• Data to process:
== Segment start ==

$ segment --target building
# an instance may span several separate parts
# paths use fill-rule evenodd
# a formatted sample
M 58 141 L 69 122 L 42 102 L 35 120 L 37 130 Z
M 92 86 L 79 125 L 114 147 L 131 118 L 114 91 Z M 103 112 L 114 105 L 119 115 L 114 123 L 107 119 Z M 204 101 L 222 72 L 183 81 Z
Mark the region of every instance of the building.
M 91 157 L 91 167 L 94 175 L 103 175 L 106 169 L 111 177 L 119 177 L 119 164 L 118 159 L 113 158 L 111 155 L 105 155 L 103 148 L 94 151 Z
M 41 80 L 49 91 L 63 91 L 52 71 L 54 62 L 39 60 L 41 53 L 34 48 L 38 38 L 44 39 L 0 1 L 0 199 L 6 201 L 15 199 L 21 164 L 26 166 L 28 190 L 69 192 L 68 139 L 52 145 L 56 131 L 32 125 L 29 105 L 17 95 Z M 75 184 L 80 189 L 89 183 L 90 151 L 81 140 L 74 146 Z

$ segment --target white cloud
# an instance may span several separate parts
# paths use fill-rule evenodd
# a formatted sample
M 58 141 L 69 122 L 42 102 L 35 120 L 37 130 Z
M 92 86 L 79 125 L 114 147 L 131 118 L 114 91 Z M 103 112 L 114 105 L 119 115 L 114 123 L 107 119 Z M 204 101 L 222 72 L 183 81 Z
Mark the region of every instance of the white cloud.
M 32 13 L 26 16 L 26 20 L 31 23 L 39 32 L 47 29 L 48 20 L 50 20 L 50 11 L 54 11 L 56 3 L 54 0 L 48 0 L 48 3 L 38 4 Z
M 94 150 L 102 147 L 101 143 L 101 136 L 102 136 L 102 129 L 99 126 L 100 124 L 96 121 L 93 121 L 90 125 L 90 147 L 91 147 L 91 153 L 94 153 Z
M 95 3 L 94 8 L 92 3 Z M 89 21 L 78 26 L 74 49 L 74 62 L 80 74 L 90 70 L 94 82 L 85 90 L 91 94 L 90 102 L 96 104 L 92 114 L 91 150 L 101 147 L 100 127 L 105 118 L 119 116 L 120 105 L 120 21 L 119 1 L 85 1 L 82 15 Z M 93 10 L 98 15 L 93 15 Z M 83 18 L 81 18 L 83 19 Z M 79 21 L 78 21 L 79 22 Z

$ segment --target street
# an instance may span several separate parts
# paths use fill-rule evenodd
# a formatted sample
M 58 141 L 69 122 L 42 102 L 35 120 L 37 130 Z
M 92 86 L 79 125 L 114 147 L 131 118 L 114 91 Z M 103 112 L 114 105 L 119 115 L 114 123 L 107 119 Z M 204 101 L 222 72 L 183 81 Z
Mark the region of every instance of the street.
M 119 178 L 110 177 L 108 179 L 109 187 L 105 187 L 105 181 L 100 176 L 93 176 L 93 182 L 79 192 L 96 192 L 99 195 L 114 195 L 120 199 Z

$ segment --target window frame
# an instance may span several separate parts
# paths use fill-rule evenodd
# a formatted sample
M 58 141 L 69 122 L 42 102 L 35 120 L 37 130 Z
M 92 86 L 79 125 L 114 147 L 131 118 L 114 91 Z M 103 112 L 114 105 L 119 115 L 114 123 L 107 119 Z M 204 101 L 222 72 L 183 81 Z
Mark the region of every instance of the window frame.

== Segment end ==
== Segment start ==

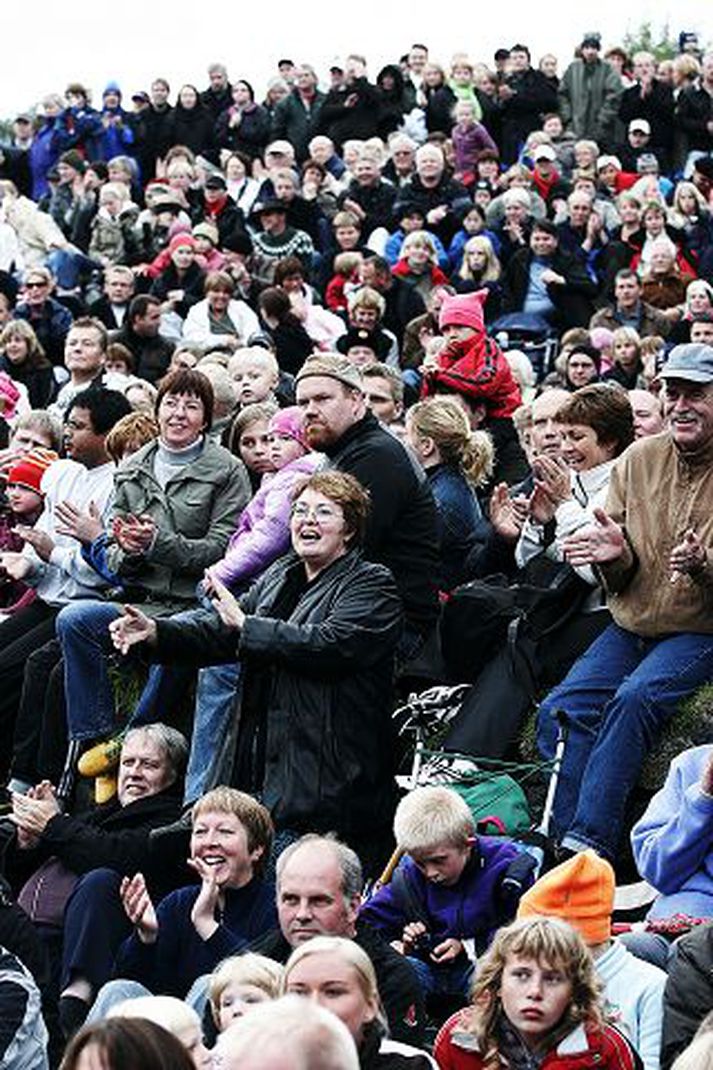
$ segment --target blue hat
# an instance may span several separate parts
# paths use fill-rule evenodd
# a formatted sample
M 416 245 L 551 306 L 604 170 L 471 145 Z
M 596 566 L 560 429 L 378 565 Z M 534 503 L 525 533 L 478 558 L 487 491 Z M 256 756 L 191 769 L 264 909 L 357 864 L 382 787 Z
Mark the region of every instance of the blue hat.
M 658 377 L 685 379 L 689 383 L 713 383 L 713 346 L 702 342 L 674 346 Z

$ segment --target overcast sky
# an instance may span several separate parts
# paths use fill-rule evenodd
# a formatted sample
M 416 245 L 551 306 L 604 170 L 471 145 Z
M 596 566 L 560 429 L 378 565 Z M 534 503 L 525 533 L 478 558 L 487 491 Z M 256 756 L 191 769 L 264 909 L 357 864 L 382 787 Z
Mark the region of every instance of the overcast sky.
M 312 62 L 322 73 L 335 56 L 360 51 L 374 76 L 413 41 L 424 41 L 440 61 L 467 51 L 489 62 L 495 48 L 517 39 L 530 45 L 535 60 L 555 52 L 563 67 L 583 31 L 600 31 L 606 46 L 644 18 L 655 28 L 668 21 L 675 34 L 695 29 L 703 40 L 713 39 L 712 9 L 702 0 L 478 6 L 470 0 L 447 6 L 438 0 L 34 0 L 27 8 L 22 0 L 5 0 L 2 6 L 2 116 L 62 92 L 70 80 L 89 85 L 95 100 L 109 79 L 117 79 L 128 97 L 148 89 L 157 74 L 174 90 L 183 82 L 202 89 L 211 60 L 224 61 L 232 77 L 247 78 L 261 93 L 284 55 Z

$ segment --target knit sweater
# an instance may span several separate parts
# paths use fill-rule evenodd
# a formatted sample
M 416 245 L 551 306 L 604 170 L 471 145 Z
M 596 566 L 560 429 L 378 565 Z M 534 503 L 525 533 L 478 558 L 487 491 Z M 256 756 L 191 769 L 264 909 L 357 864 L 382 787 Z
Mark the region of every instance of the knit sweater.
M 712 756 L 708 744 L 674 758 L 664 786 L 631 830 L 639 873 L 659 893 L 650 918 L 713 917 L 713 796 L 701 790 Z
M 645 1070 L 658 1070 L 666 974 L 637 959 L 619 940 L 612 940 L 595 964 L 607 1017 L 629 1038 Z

== Segment end ==
== Segment start ==

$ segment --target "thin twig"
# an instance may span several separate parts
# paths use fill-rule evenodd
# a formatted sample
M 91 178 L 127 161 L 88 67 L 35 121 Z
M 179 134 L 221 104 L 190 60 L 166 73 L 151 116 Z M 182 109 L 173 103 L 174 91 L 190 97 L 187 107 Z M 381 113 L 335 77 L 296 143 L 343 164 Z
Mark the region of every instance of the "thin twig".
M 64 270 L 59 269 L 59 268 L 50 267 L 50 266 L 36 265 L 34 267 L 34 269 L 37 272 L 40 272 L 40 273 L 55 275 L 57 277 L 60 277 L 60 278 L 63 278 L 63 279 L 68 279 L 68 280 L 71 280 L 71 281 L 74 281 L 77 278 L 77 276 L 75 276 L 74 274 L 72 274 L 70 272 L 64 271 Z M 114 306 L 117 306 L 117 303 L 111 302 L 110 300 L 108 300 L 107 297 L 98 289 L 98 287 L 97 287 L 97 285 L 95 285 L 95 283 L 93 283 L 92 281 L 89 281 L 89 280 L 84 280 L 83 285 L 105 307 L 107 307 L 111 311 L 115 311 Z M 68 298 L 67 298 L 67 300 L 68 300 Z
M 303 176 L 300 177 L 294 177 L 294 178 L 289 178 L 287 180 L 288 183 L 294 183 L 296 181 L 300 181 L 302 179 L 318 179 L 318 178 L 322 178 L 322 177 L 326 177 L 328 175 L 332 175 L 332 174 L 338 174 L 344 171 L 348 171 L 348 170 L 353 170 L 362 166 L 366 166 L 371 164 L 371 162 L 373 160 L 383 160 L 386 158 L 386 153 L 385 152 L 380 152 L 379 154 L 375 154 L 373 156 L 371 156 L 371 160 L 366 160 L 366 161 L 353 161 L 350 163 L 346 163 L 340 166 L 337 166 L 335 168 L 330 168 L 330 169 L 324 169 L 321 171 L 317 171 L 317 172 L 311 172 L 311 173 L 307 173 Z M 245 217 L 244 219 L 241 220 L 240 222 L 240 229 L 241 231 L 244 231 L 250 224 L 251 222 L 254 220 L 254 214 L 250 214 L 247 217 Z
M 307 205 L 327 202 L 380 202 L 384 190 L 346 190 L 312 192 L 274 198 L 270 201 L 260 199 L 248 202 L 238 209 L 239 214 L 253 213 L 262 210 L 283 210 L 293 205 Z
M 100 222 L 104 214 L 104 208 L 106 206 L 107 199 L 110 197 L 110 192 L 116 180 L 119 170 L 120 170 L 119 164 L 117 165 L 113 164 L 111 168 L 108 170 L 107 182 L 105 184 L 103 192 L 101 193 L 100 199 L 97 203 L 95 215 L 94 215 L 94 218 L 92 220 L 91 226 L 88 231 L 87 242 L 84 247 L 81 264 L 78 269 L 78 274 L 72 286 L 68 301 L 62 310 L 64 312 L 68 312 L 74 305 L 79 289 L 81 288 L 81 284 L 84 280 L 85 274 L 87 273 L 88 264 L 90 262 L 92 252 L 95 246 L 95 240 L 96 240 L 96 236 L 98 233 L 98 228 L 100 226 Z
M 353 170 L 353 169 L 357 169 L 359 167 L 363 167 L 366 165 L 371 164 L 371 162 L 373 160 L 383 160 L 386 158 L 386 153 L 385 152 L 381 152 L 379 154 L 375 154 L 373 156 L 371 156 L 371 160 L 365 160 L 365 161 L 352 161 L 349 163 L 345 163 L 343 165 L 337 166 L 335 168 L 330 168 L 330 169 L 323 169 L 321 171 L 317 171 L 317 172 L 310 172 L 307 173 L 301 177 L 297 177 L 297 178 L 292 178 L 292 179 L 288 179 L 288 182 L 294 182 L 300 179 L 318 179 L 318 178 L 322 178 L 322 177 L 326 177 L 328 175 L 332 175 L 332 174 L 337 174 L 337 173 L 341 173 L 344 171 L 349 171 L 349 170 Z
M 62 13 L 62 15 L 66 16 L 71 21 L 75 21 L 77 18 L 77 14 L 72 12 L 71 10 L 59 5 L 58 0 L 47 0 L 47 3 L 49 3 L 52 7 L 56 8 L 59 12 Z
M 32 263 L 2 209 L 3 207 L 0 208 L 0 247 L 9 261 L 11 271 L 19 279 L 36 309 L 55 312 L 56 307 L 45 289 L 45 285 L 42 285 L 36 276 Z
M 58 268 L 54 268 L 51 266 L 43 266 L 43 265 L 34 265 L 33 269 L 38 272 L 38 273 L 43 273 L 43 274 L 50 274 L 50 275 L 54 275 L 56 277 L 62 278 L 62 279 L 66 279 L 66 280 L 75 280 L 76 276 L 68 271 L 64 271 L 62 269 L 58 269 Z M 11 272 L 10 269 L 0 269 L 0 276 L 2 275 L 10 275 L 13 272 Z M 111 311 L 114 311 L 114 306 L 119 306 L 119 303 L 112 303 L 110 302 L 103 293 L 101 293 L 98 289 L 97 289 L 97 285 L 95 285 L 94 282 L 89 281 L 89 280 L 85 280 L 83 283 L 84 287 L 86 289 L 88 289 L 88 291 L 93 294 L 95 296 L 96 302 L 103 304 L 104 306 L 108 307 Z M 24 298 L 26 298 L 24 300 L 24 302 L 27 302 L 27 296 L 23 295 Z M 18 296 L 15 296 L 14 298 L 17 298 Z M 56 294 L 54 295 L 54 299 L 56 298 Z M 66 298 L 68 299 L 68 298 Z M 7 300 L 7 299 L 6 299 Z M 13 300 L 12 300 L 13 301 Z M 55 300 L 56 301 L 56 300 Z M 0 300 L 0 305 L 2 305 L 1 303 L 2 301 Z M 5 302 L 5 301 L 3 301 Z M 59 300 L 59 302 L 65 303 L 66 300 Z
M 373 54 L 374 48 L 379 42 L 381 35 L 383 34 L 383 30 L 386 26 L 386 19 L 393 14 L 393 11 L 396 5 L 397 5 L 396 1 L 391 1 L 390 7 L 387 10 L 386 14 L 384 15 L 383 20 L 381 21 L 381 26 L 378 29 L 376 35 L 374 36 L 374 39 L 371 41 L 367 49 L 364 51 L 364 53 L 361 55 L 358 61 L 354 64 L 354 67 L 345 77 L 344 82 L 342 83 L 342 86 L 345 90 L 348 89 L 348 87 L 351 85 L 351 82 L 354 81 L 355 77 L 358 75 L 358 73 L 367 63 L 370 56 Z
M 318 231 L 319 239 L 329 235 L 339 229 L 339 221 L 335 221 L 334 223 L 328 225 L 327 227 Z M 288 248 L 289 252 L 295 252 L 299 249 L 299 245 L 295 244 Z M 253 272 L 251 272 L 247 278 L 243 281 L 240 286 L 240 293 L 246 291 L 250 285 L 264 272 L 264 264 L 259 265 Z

== Segment end ==

• Required action:
Filter the lines above so that only those with the string "frame" remain, then copy them.

• Solved problem:
$ segment --target window frame
Mark the region of every instance of the window frame.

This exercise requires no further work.